TASK REQUIREMENTS |
Would you write out the data below exactly, with every line intact?

START RECORDS FOR THE TASK

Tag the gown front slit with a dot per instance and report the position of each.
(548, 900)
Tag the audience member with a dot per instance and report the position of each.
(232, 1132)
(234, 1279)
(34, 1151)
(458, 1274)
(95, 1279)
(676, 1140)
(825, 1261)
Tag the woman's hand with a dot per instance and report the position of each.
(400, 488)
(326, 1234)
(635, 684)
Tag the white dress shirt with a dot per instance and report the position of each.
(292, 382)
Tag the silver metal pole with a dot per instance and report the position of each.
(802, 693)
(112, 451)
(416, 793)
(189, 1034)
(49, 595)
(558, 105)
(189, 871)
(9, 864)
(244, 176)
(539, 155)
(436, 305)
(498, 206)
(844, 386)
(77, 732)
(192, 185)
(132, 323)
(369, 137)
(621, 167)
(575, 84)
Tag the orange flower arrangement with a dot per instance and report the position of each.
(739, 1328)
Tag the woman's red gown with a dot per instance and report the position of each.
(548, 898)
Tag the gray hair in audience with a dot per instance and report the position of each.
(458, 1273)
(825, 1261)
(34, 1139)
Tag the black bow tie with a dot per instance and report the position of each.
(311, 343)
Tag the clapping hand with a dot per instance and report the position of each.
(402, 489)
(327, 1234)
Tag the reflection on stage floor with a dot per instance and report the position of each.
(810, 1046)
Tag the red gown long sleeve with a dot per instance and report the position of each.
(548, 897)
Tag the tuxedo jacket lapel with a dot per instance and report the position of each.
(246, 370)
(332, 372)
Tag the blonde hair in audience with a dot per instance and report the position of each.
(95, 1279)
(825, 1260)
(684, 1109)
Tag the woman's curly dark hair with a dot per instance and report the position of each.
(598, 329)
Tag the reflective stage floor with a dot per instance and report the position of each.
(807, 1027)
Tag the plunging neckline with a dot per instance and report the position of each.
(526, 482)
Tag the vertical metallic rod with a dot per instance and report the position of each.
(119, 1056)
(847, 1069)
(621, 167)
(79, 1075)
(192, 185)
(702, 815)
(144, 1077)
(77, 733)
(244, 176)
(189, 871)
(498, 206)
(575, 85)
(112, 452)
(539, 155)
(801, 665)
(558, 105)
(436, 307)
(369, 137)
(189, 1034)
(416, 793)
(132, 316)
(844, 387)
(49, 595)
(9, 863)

END RECORDS FOR THE TASK

OUTPUT OF THE TASK |
Tag the gown front slit with a dot per instance and report the position of each.
(548, 900)
Tag the audience member with a dot per instance and report the position of each.
(232, 1132)
(234, 1279)
(34, 1151)
(458, 1274)
(95, 1279)
(676, 1140)
(825, 1261)
Tag the woman's hand with a dot per instance and report the position of each.
(400, 488)
(326, 1234)
(635, 684)
Tag the white dress shirt with a dot per instance and report the position of each.
(292, 382)
Tag the silver metal pole with a dot per instance and report the position of each.
(802, 693)
(112, 451)
(416, 793)
(189, 1034)
(49, 595)
(558, 105)
(189, 871)
(9, 864)
(244, 176)
(539, 155)
(436, 305)
(498, 206)
(844, 386)
(77, 732)
(192, 185)
(132, 323)
(369, 137)
(621, 167)
(575, 84)
Tag the orange flower arrangement with a dot per instance and report the position of each.
(739, 1328)
Tag the woman's red gown with a dot per instance and report the position of each.
(548, 898)
Tag the gray hair in audience with a dot per instance and report the position of each.
(458, 1273)
(825, 1261)
(34, 1139)
Tag the black bow tie with a dot per instance and report the position of each.
(311, 343)
Tag the clapping hand with a dot per instance and report the position of each.
(402, 489)
(327, 1234)
Tag the reflection on stage floor with a dot per instance and report the position of each.
(810, 1046)
Tag the red gown long sleeve with a dot per instance and report the position of each.
(548, 897)
Tag the tuxedo jacket lapel with a dot per instance and report the position of each.
(246, 370)
(332, 372)
Tag the blonde hair in audience with a dot per instance and report the position of each.
(95, 1279)
(825, 1260)
(684, 1109)
Tag the woman's curly dark hair with a dot per instance and report the position of each.
(598, 329)
Tag the reflective stage floor with a dot per instance and report the position of each.
(807, 1027)
Tag the plunging neckline with a dot per instance and report the position of each.
(526, 482)
Tag the vertical metallic rod with a dot per instance and report the position of each.
(119, 1056)
(847, 1069)
(621, 167)
(79, 1075)
(192, 185)
(702, 815)
(144, 1077)
(77, 733)
(244, 176)
(189, 871)
(498, 206)
(575, 85)
(112, 452)
(539, 155)
(801, 665)
(558, 105)
(436, 307)
(369, 137)
(189, 1034)
(416, 793)
(132, 316)
(844, 387)
(49, 595)
(9, 863)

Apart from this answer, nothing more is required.